╭─ Data yang Disediakan

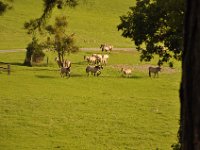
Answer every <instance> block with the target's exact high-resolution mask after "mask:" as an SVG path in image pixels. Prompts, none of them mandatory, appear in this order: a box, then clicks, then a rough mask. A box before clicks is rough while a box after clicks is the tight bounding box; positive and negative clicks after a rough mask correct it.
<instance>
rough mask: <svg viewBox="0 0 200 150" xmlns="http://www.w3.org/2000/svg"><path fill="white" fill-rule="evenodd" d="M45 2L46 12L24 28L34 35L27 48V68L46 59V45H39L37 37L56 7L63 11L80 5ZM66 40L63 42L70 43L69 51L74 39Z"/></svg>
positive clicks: (61, 2) (71, 37) (51, 2)
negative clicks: (44, 45)
mask: <svg viewBox="0 0 200 150" xmlns="http://www.w3.org/2000/svg"><path fill="white" fill-rule="evenodd" d="M43 2H44V11H43V13H42V15H41V16H40V17H39V18H37V19H31V20H30V21H29V22H25V23H24V28H25V29H26V30H27V33H28V34H30V35H32V42H31V43H29V44H28V46H27V52H26V58H25V61H24V65H27V66H31V61H36V62H37V61H40V60H41V58H43V57H44V53H43V52H42V49H43V48H44V47H43V46H44V45H43V44H39V43H38V39H37V38H36V35H37V33H38V31H39V32H40V31H42V28H43V27H44V26H45V24H46V19H47V18H48V17H49V16H50V15H51V13H52V10H53V9H54V8H55V7H56V6H57V8H58V9H62V8H63V7H64V6H69V7H75V6H76V5H77V4H78V0H43ZM57 40H64V39H62V38H61V39H59V37H58V38H57ZM65 40H66V41H65V42H64V41H62V42H63V43H67V42H68V43H69V44H68V49H69V45H70V44H72V43H73V40H72V37H68V38H66V39H65ZM69 41H70V42H69ZM60 42H61V41H60ZM73 48H74V47H73ZM73 48H72V49H73ZM56 49H60V47H57V48H56ZM63 55H64V54H63ZM59 56H60V55H59Z"/></svg>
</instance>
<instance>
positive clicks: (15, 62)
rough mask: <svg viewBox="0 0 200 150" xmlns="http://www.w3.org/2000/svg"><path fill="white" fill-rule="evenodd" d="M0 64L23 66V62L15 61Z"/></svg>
mask: <svg viewBox="0 0 200 150" xmlns="http://www.w3.org/2000/svg"><path fill="white" fill-rule="evenodd" d="M0 64H4V65H6V64H10V65H14V66H23V63H17V62H0Z"/></svg>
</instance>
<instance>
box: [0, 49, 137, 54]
mask: <svg viewBox="0 0 200 150" xmlns="http://www.w3.org/2000/svg"><path fill="white" fill-rule="evenodd" d="M80 50H82V51H92V50H94V51H98V50H99V51H101V49H100V48H80ZM113 50H114V51H120V50H122V51H133V50H136V49H135V48H113ZM23 51H26V49H8V50H0V53H13V52H23Z"/></svg>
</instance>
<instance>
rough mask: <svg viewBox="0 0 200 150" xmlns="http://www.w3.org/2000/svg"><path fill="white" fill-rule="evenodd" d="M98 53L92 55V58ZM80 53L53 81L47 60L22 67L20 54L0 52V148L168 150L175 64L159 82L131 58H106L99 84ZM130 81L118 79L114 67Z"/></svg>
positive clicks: (51, 70) (119, 73)
mask: <svg viewBox="0 0 200 150" xmlns="http://www.w3.org/2000/svg"><path fill="white" fill-rule="evenodd" d="M99 52H100V51H99ZM92 53H98V52H97V51H80V52H78V53H75V54H71V55H69V56H66V57H67V58H68V59H69V60H71V61H72V71H71V77H70V78H61V77H60V74H59V69H58V67H57V65H56V63H55V62H54V57H55V55H56V54H55V53H53V52H46V56H48V58H49V64H48V65H47V64H46V58H45V60H44V62H42V63H41V64H35V65H34V66H33V67H25V66H22V63H23V61H24V58H25V52H17V53H1V54H0V61H1V62H5V63H10V64H11V69H12V71H11V75H10V76H8V75H7V73H6V72H1V73H0V114H1V115H0V133H1V134H0V149H4V150H12V149H15V150H29V149H38V150H45V149H62V150H77V149H87V150H90V149H91V150H94V149H95V150H100V149H101V150H102V149H103V150H104V149H112V150H122V149H132V150H156V149H159V150H169V149H171V148H170V147H171V144H173V143H176V141H177V138H176V135H177V131H178V127H179V123H178V120H179V107H180V106H179V94H178V90H179V84H180V76H181V73H180V63H179V62H176V63H175V68H174V69H169V68H168V67H166V66H164V67H163V70H162V72H161V73H160V74H159V75H160V76H159V78H149V76H148V71H147V68H148V66H149V65H155V64H156V61H152V62H150V63H144V62H140V61H139V53H138V52H136V51H114V52H112V53H111V54H110V59H109V62H108V65H107V66H104V69H103V70H102V74H101V75H100V76H99V77H94V76H89V77H88V76H87V75H86V73H85V68H86V66H87V63H86V62H84V61H83V56H84V55H91V54H92ZM124 66H125V67H130V68H132V69H133V75H132V76H131V77H130V78H127V77H123V76H122V74H121V72H120V68H121V67H124Z"/></svg>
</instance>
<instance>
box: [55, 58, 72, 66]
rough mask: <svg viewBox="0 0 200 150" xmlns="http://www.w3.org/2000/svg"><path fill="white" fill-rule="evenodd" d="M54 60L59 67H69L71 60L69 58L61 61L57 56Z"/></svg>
mask: <svg viewBox="0 0 200 150" xmlns="http://www.w3.org/2000/svg"><path fill="white" fill-rule="evenodd" d="M55 61H56V62H57V64H58V66H59V67H71V62H70V61H69V60H64V62H62V61H61V60H60V59H59V58H58V57H56V58H55Z"/></svg>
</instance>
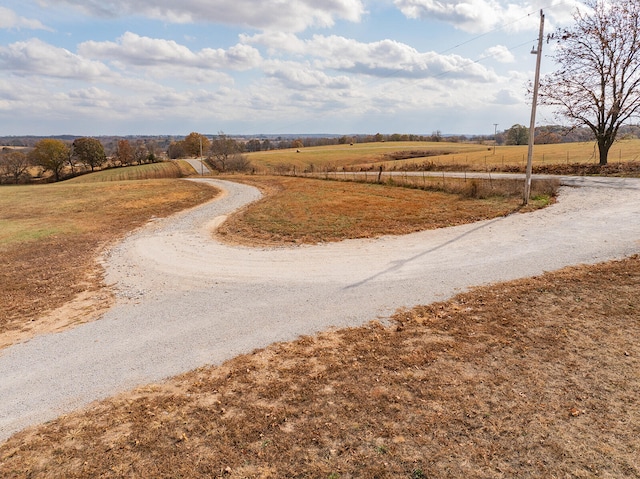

╰─

## Tugas Anda
Ganti "rough mask" dengan "coarse mask" pada baris entri mulai dari awal entri sampai baris yang memuat "41H70V42H69ZM60 42H61V41H60ZM73 48H74V47H73ZM73", lalu tuliskan kembali baris-baris itu tanpa perubahan lain. Jangan sertakan gambar dalam jawaban.

## Penyelesaian Tugas
Answer every <instance> block with the target's exact high-resolution mask after "mask:" as an SVG path in image pixels. Prompts, none of them mandatory, appear in this order: a box, then clicks, then a coarse mask. A box before clicks is rough while a box after clicks is the tight bounding box; positive and negative clicks after a coarse mask correct it.
<instance>
coarse mask: <svg viewBox="0 0 200 150" xmlns="http://www.w3.org/2000/svg"><path fill="white" fill-rule="evenodd" d="M45 2L46 12L24 28L34 35L27 48V68L46 59V45H39L37 37L56 7L63 11L80 5ZM66 40L63 42L70 43L69 51L74 39Z"/></svg>
positive clicks: (61, 2) (71, 37) (51, 2)
negative clicks: (44, 45)
mask: <svg viewBox="0 0 200 150" xmlns="http://www.w3.org/2000/svg"><path fill="white" fill-rule="evenodd" d="M43 2H44V11H43V13H42V15H41V16H40V17H39V18H37V19H31V20H30V21H29V22H25V23H24V28H25V29H26V30H27V33H28V34H30V35H32V42H31V43H29V44H28V46H27V52H26V58H25V61H24V65H27V66H31V61H36V62H37V61H40V60H41V58H43V57H44V53H43V52H42V49H43V48H44V47H43V46H44V45H43V44H39V43H38V39H37V38H36V35H37V33H38V31H39V32H40V31H42V28H43V27H44V26H45V24H46V19H47V18H48V17H49V16H50V15H51V13H52V10H53V9H54V8H55V7H56V6H57V8H58V9H62V8H63V7H64V6H69V7H75V6H76V5H77V4H78V0H43ZM57 40H64V39H62V38H61V39H59V37H58V38H57ZM65 40H66V41H65V42H64V41H62V42H63V43H67V42H68V43H69V44H68V49H69V45H70V44H72V43H73V40H72V37H68V38H66V39H65ZM69 41H70V42H69ZM60 42H61V41H60ZM73 48H74V47H73ZM73 48H72V49H73ZM56 49H60V47H57V48H56ZM63 55H64V54H63ZM59 56H60V55H59Z"/></svg>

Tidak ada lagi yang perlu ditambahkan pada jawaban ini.